Morocco gas Alamy/Karen Hovsepyan
Morocco has identified natural gas as a critical component of its energy mix
  • Chariot Energy and Energean split holdings
  • Morocco retains 25% stakes
  • Part of drive for energy independence

Two British energy companies have completed a deal over stakes in two offshore Moroccan gas licences. 

The transaction between Chariot Energy and Energean, announced Wednesday, involves the Lixus and Rissana offshore licences.

The Lixus Offshore licence covers an area of sea north of Rabat of approximately 1,800 sq km, with water depths ranging from the coastline to 850m. The Rissana Offshore licence covers 8,500 sq km, surrounding the boundaries of the Lixus Offshore licence.

Under the terms of the agreement, Energean, a London-based FTSE 250 company specialising in hydrocarbon exploration and production with a market capitalisation of £1.8 billion, will assume the role of operator for both licences. It will hold a 45 percent interest in Lixus and 37.5 percent of Rissana.

Chariot Energy, which has operations in seven African countries including South Africa and Mauritania, retains a 30 percent stake in Lixus and a 37.5 percent slice of Rissana.

## Written task a
Select every line of the entries that contains the string "hiking", and copy each one out.
The entries that follow bear no relation to the article on Morocco's offshore gas licences.

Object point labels
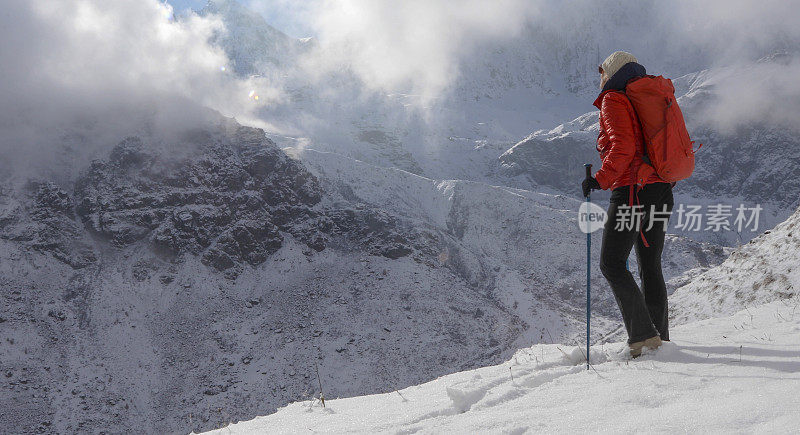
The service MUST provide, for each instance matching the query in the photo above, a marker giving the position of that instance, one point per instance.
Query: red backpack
(667, 143)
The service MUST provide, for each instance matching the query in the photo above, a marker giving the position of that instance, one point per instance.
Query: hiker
(621, 146)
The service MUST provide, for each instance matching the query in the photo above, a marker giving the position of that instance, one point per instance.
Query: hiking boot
(650, 343)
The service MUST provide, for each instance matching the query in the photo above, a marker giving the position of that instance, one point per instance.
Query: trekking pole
(588, 167)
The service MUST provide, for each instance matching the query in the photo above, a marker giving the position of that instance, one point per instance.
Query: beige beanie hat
(613, 63)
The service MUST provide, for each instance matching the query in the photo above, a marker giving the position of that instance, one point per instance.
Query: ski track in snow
(732, 374)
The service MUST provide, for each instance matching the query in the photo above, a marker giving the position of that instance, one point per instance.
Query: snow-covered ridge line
(702, 381)
(764, 270)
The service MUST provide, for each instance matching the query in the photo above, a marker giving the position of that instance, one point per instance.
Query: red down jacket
(620, 143)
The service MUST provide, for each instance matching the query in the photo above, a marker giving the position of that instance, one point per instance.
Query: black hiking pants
(644, 311)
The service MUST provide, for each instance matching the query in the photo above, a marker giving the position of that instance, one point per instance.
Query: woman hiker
(621, 147)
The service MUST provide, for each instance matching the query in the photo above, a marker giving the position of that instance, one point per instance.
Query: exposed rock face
(230, 202)
(177, 286)
(42, 217)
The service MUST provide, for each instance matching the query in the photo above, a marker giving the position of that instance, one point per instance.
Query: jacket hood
(620, 79)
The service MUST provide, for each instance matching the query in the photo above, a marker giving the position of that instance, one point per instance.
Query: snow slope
(715, 377)
(764, 270)
(737, 372)
(754, 164)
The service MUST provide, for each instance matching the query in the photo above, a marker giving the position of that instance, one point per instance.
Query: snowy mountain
(237, 271)
(712, 377)
(711, 370)
(253, 46)
(757, 163)
(188, 277)
(762, 271)
(532, 79)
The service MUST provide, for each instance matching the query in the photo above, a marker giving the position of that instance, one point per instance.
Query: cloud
(81, 74)
(414, 45)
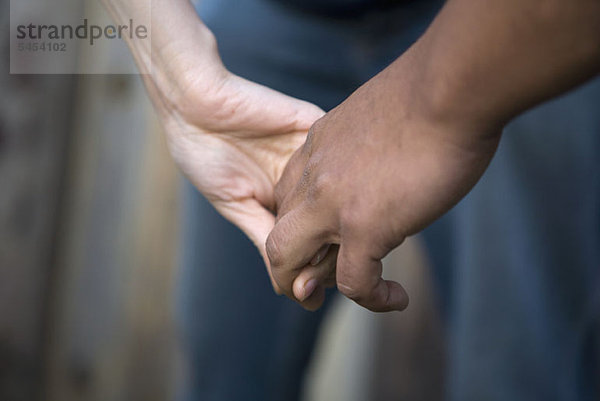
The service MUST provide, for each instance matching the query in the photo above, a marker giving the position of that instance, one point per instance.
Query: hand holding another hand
(376, 169)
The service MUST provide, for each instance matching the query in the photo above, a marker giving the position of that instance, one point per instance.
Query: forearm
(484, 62)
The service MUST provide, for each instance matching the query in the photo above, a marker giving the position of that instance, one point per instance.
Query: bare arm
(412, 141)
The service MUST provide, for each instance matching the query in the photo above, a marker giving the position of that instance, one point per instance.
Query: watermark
(74, 37)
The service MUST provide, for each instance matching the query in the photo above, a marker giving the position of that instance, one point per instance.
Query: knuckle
(274, 252)
(321, 184)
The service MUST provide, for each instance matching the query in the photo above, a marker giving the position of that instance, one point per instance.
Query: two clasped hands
(326, 196)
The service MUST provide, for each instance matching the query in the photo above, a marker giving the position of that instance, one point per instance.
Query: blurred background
(89, 227)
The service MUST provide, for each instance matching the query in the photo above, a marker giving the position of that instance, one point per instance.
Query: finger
(315, 300)
(359, 278)
(294, 242)
(256, 222)
(288, 181)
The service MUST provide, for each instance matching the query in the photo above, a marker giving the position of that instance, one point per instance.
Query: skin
(410, 143)
(231, 137)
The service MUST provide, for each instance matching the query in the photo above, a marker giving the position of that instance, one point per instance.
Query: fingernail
(309, 288)
(320, 255)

## Written task b
Reproduce the article on Morocco's offshore gas licences in full, word for word.

## Written answer a
Query: hiking boot
Query: black hiking pants

## Written answer b
Morocco gas Alamy/Karen Hovsepyan
Morocco has identified natural gas as a critical component of its energy mix
  • Chariot Energy and Energean split holdings
  • Morocco retains 25% stakes
  • Part of drive for energy independence

Two British energy companies have completed a deal over stakes in two offshore Moroccan gas licences. 

The transaction between Chariot Energy and Energean, announced Wednesday, involves the Lixus and Rissana offshore licences.

The Lixus Offshore licence covers an area of sea north of Rabat of approximately 1,800 sq km, with water depths ranging from the coastline to 850m. The Rissana Offshore licence covers 8,500 sq km, surrounding the boundaries of the Lixus Offshore licence.

Under the terms of the agreement, Energean, a London-based FTSE 250 company specialising in hydrocarbon exploration and production with a market capitalisation of £1.8 billion, will assume the role of operator for both licences. It will hold a 45 percent interest in Lixus and 37.5 percent of Rissana.

Chariot Energy, which has operations in seven African countries including South Africa and Mauritania, retains a 30 percent stake in Lixus and a 37.5 percent slice of Rissana.